• _Task to complete_
Format every item below as a numbered list, leaving out any blank lines.

• _Some items_
========

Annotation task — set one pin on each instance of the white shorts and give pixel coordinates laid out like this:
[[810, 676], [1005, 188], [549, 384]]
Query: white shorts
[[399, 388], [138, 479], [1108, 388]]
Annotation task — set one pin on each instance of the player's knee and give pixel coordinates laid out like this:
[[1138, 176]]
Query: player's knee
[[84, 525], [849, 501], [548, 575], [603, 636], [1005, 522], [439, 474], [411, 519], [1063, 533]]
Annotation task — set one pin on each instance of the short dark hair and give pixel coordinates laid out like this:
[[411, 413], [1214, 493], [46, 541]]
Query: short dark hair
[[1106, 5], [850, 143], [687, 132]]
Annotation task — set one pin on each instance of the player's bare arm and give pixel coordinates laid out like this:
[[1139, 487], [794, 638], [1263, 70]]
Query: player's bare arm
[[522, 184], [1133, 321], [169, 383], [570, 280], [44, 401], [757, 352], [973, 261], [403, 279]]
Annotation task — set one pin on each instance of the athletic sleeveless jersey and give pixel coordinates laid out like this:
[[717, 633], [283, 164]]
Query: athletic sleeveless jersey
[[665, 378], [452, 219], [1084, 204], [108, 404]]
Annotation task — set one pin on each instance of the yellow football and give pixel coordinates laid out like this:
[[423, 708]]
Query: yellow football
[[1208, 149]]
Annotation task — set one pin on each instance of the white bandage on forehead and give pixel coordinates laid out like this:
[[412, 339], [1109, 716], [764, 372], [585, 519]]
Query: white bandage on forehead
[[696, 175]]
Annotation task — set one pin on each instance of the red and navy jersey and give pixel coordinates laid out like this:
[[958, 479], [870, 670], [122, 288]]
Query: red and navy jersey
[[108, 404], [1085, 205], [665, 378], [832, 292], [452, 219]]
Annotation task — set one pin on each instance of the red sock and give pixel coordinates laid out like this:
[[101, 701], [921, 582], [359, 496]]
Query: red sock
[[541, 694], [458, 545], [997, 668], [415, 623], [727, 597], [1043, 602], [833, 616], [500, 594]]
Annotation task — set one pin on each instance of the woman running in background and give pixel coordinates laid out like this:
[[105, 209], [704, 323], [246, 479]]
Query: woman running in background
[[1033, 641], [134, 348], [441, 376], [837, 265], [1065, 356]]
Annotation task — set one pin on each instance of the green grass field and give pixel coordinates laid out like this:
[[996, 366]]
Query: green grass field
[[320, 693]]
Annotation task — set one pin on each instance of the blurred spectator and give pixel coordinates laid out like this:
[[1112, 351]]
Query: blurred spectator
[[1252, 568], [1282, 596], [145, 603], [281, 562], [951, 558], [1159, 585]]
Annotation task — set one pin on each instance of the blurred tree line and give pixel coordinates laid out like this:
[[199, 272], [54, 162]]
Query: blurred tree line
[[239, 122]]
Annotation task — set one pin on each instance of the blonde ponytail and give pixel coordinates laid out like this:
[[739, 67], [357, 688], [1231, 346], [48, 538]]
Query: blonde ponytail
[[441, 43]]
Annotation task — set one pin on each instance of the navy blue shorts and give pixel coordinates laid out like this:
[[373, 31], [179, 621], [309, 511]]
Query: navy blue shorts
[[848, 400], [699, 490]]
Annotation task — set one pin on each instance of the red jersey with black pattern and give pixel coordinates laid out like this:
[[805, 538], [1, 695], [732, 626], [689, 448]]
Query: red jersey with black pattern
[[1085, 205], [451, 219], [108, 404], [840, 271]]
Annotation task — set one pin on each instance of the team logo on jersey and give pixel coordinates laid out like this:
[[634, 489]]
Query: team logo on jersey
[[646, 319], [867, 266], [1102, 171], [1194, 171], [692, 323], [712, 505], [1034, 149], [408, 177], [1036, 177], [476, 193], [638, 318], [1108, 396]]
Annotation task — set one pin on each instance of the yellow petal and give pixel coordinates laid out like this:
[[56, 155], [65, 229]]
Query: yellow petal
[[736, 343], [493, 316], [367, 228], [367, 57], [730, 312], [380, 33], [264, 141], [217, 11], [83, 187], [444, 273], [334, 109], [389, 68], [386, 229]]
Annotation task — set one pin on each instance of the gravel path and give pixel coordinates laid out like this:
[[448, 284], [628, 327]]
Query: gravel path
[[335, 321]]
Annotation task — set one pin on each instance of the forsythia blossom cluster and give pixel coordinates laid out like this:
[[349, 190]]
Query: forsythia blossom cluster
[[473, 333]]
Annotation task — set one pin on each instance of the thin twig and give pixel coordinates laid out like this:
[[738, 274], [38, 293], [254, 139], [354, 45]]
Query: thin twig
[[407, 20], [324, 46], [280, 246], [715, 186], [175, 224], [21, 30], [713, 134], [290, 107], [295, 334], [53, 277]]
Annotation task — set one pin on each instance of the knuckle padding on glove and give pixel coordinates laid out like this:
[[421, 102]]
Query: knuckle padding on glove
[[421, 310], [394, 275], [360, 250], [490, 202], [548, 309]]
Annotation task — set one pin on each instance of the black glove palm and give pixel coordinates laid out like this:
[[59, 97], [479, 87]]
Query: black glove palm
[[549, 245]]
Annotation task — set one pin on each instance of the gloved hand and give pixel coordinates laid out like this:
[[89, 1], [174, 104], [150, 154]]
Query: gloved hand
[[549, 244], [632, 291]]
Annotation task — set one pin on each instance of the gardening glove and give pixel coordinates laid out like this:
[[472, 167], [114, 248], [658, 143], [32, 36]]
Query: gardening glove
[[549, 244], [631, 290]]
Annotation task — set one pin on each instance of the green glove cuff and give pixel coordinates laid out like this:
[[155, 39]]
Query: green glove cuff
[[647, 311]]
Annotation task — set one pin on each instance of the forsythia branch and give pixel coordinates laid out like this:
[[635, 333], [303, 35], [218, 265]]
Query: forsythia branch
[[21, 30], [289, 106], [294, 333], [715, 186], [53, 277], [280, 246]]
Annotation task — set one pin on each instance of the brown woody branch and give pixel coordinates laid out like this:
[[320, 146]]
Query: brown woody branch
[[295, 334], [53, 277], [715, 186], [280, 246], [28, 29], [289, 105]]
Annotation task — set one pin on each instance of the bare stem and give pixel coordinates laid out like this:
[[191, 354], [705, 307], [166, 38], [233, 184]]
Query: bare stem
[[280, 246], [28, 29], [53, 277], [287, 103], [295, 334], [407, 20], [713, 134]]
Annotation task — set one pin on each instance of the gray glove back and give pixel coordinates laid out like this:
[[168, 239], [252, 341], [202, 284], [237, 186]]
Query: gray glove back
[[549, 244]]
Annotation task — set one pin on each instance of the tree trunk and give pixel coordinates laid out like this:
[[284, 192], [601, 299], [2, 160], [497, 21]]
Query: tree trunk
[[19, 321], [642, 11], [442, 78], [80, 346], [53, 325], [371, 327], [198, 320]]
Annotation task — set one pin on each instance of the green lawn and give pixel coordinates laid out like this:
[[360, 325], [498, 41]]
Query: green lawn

========

• _Solution_
1. Annotation task — set one pin on each instance of the white shorts and give pixel coordinates laid out like this:
2. [[810, 676], [1005, 188], [549, 384]]
3. Query: white shorts
4. [[399, 388], [138, 479], [1108, 388]]
5. Annotation task — set one pin on each instance of the player's knee and give pixel coordinates laid out like this:
6. [[1138, 176]]
7. Query: player's knee
8. [[84, 525], [849, 501], [548, 575], [603, 636], [1005, 522], [439, 474], [411, 519], [1063, 533]]
9. Annotation task — set one pin on each instance of the short dark hair and give pixel coordinates laid out like this:
10. [[411, 413], [1214, 493], [46, 541]]
11. Query: short dark hair
12. [[1106, 5], [850, 143], [687, 132]]
13. Annotation task — set one pin on each instance of the player's bare arm and give pixel coordinates laid out like this:
14. [[1139, 487], [794, 638], [1263, 70]]
15. Query: player's bare arm
16. [[522, 184], [1133, 321], [169, 383], [570, 280], [44, 401], [757, 352], [973, 261], [403, 279]]
17. Annotation task — set one pin on each instance of the athletic sleeveless jersey and give pixel coordinates laid out like this:
18. [[717, 633], [283, 164]]
19. Query: athletic sleeveless jersey
20. [[665, 378], [452, 219], [1084, 204], [108, 404]]
21. Annotation task — set one pin on each instance of the yellow football and give pixel coordinates laid out like this:
22. [[423, 708]]
23. Query: yellow football
24. [[1208, 149]]
25. Annotation task — set one pin on each instance of the white bandage on forehead and give pixel coordinates laid out like this:
26. [[412, 339], [1109, 716], [764, 372], [585, 519]]
27. Query: white bandage on forehead
28. [[696, 175]]
29. Annotation task — set one pin on each instance of the red and navy jersey and give pixel coordinates laid out like this:
30. [[958, 479], [870, 670], [122, 288]]
31. Query: red and navy jersey
32. [[108, 404], [1085, 205], [665, 378], [832, 292], [452, 219]]
33. Annotation task — set one pin on each instance of the red sock and give pixel coordinates laid out like this:
34. [[101, 701], [921, 582], [359, 496]]
35. Query: red sock
36. [[541, 694], [458, 545], [997, 668], [415, 623], [727, 597], [1043, 602], [833, 616], [500, 594]]
37. Annotation task — set one pin on each instance of the woman running in background and give pixel coordinates laid out like this:
38. [[105, 209], [704, 323], [246, 479]]
39. Query: woman running in background
40. [[1033, 641], [134, 348], [441, 376], [837, 265], [1065, 356]]
41. Annotation task — set one pin on each instance of the green grass field and give pixel coordinates laid out like this:
42. [[996, 366]]
43. Query: green grass field
44. [[320, 693]]
45. Annotation task — set one pin on each instance of the blurred spectator and give pixel coordinates laid out like this:
46. [[1112, 351]]
47. Query: blurred spectator
48. [[1252, 568], [1282, 596], [145, 603], [281, 562], [951, 558], [1159, 585]]
49. Annotation task — set one pin on each instance of the blurred tree line and give pixel coordinates laid out like this:
50. [[199, 272], [54, 162]]
51. Query: blurred tree line
52. [[239, 122]]
53. Annotation task — set one pin on each instance of the blonde ponytail and give pixel coordinates laid out like this:
54. [[739, 67], [357, 688], [1231, 346], [48, 538]]
55. Query: blonde ponytail
56. [[441, 43]]
57. Annotation task — set one pin on each instance of the navy blue shorts and give pixel coordinates laid out like this:
58. [[373, 31], [179, 621], [309, 511]]
59. Query: navy blue shorts
60. [[848, 400], [699, 490]]
61. Annotation task — set one pin on each instance of the red jersey with black pattern and give pixel coordinates laid out like this:
62. [[805, 538], [1, 695], [732, 626], [689, 448]]
63. Query: red jersey with black pattern
64. [[1085, 205], [451, 219], [108, 404], [840, 271]]
65. Annotation task — set one pin on each instance of the team logo on jersey and give pixel coordinates laid out like this:
66. [[634, 489]]
67. Query: team logo on jersey
68. [[646, 319], [867, 266], [1102, 171], [1194, 171], [692, 323], [712, 505], [1034, 149], [408, 177], [1036, 177], [476, 193], [638, 318], [1108, 396]]
69. Annotation task — set one pin on each instance of the yellow petal and give pixel coordinates laid out like this:
70. [[56, 155], [65, 229]]
71. Query: yellow petal
72. [[736, 343], [493, 316], [367, 228], [367, 57], [730, 312], [380, 33], [264, 141], [217, 11], [83, 187], [444, 273], [334, 109], [389, 68], [386, 229]]
73. Annotation task — set one pin on each instance of the gravel path and give pixel coordinates laid out like this:
74. [[448, 284], [628, 327]]
75. Query: gravel path
76. [[335, 321]]
77. Annotation task — set one pin on each instance of the forsythia blossom cluster and give pixel coordinates laid out like this:
78. [[349, 190]]
79. Query: forsythia blossom cluster
80. [[473, 333]]
81. Annotation task — set one pin on each instance of the thin twig and give pixel coordinates laid out like this:
82. [[738, 274], [38, 293], [254, 139], [354, 45]]
83. Query: thin twig
84. [[407, 20], [324, 46], [280, 246], [715, 186], [175, 224], [21, 30], [713, 134], [290, 107], [295, 334], [53, 277]]
85. Annotation task — set one pin on each instance of the knuckle padding on glove and give pixel coordinates laid out like this:
86. [[421, 102]]
87. Query: knuckle padding on glove
88. [[421, 310], [394, 275], [360, 250], [490, 202], [548, 309]]
89. Annotation task — set one pin on each instance of the black glove palm and give pixel coordinates laid out like this:
90. [[59, 97], [479, 87]]
91. Query: black glove palm
92. [[549, 245]]
93. Annotation task — set one pin on each instance of the gloved hand and give pixel coordinates laid out like this:
94. [[89, 1], [174, 104], [150, 154]]
95. Query: gloved hand
96. [[549, 244], [632, 291]]
97. Annotation task — set one pin on each instance of the gardening glove and give pixel coordinates laid out like this:
98. [[472, 167], [114, 248], [658, 143], [32, 36]]
99. Query: gardening glove
100. [[549, 244], [631, 290]]
101. Annotation task — set one pin on each instance of the green glove cuff and give pixel coordinates laid out like this:
102. [[155, 39]]
103. Query: green glove cuff
104. [[647, 311]]
105. Annotation task — set one pin on each instance of the forsythia branch and give pixel coordinates laid out like this:
106. [[635, 333], [303, 35], [218, 265]]
107. Query: forsythia branch
108. [[21, 30], [289, 106], [294, 333], [715, 186], [53, 277], [280, 246]]
109. Annotation task — set one pin on each instance of the brown woody branch and give pixel coordinates laid out like this:
110. [[320, 146]]
111. Query: brown woody branch
112. [[295, 334], [53, 277], [715, 186], [280, 246], [28, 29], [289, 105]]
113. Annotation task — set one pin on each instance of the bare stem and give pixel coordinates laid out like this:
114. [[191, 354], [705, 307], [166, 38], [233, 184]]
115. Query: bare stem
116. [[280, 246], [28, 29], [53, 277], [287, 103], [295, 334], [407, 20], [713, 134]]
117. Annotation task — set one pin on each instance of the gray glove back and give pixel coordinates laid out like this:
118. [[168, 239], [252, 341], [202, 284], [237, 186]]
119. Query: gray glove back
120. [[549, 244]]
121. Annotation task — set one pin on each instance of the tree trunk and give pixel coordinates laid out like this:
122. [[284, 192], [601, 299], [2, 160], [497, 21]]
123. Query: tree trunk
124. [[19, 321], [642, 11], [442, 78], [80, 346], [53, 325], [371, 327], [198, 320]]
125. Annotation task — set one pin on each instance of the green lawn and give pixel coordinates laid out like this:
126. [[360, 325], [498, 41]]
127. Query: green lawn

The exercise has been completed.